YOUR TASK: Please reproduce all of the lines below, word for word and in full.
Segment Open
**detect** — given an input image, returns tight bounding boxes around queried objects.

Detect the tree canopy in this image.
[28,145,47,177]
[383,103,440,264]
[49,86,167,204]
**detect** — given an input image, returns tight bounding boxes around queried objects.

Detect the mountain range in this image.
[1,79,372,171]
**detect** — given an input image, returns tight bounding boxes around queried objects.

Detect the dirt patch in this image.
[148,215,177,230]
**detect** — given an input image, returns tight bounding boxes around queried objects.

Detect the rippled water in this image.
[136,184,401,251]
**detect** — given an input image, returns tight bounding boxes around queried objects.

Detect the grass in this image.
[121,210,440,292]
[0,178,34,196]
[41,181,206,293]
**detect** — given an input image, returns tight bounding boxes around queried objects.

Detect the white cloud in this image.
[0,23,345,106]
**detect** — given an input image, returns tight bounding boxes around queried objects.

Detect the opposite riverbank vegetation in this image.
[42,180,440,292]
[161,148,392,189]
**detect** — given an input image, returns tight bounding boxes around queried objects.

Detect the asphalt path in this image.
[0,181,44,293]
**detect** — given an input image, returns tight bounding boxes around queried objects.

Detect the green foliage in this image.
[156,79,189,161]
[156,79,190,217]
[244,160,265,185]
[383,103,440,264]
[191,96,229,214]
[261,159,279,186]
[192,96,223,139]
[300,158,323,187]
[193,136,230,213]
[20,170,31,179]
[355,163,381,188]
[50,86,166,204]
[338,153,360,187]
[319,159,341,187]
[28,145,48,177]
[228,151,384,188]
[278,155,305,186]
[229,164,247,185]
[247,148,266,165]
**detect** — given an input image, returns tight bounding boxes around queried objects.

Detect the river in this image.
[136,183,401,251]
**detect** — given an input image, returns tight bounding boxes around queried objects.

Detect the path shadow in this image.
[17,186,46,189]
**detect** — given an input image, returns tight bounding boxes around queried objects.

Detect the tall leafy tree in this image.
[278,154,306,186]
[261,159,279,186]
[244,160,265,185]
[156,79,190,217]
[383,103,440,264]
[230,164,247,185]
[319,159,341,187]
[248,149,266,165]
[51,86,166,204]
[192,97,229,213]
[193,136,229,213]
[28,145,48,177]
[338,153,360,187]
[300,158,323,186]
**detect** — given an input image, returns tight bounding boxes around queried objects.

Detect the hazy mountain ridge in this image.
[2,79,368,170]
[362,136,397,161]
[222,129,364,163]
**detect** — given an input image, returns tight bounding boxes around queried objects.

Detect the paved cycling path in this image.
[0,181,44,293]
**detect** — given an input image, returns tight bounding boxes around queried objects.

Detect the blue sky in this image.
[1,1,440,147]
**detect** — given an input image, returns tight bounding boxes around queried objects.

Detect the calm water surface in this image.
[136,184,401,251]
Segment Closed
SOLUTION TO THIS PROBLEM:
**detect** — given an input image, returns tight bounding boxes around queried objects.

Detect the tree canopy in this image.
[28,145,47,177]
[383,103,440,264]
[49,86,167,204]
**detect** — given an input image, returns tight bounding boxes around queried objects.

Detect the mountain range in this image.
[1,79,372,171]
**detect** — given an input image, returns tight bounding boxes around queried objects.

Detect the dirt patch in this image.
[148,215,177,230]
**detect** — given an input image, returns tight bounding boxes around queried objects.

Detect the rippled water in this image.
[136,184,401,251]
**detect** — given an input image, returns tight bounding boxes around queried objects.

Detect the grass in this image.
[121,210,440,292]
[0,178,34,196]
[41,181,206,293]
**detect** — given an input image, returns tight bounding boxes around queried objects.

Detect the white cloud in this image.
[0,23,345,106]
**detect** — given an input image, returns tight bounding boxes around queried objects.

Detect the opposite riverbank vegetation in this image.
[42,180,440,292]
[161,148,392,189]
**detect** — given an input image, returns tight bounding boxes around queried objects.

Detect the asphalt path in this image.
[0,181,44,293]
**detect** — given an input image, returns tight bounding boxes around queried objects.

Detect the green foliage in this image.
[156,79,189,161]
[156,79,190,217]
[244,160,265,185]
[383,103,440,264]
[191,96,229,214]
[261,159,279,186]
[192,96,223,139]
[300,158,323,187]
[193,136,230,213]
[20,170,31,179]
[355,163,381,188]
[50,86,166,204]
[338,153,360,187]
[319,159,341,187]
[28,145,48,177]
[228,151,384,188]
[278,155,305,186]
[229,164,247,185]
[247,148,266,165]
**detect** — given an input image, returns tight bounding boxes around queried objects.

Detect the river in this image.
[136,183,401,251]
**detect** — given an input image, returns tight bounding boxes around queried objects.

Detect the path shadow in this image.
[17,186,46,189]
**detect** — given an input image, returns tight bounding boxes around queried objects.

Detect the tall leafy tree in this image.
[278,154,306,186]
[261,159,279,186]
[244,160,265,185]
[156,79,190,217]
[383,103,440,264]
[230,164,247,185]
[319,159,341,187]
[248,149,266,165]
[51,86,166,204]
[192,97,229,213]
[193,136,229,213]
[28,145,48,177]
[338,153,360,187]
[300,158,323,186]
**detect** — given an input image, returns tight bounding boxes around queried objects.

Detect the hazy mountain ridge in this image.
[2,79,368,170]
[362,136,397,161]
[222,129,364,163]
**detect** — given an input image, returns tight bounding boxes around queried objects.

Detect the paved cycling path in this image.
[0,181,44,293]
**detect** — given an input image, returns tight bounding boxes around queried objects.

Detect the blue sky in this image.
[1,1,440,147]
**detect** — given an input image, returns tight bounding boxes around queried objects.

Detect the calm water surface in this image.
[136,184,401,251]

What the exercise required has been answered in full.